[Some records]
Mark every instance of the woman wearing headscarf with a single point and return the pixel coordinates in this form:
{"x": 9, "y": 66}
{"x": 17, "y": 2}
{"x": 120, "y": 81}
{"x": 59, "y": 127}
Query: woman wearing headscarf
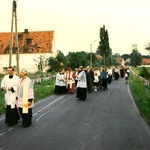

- **Problem statement**: Please repeat the records above word for word, leaving out the pictures.

- **Response**:
Mark every instance of the woman wearing headscarf with a single point and return the pixel coordinates in this form:
{"x": 9, "y": 66}
{"x": 17, "y": 2}
{"x": 120, "y": 81}
{"x": 59, "y": 127}
Query: woman wearing headscarf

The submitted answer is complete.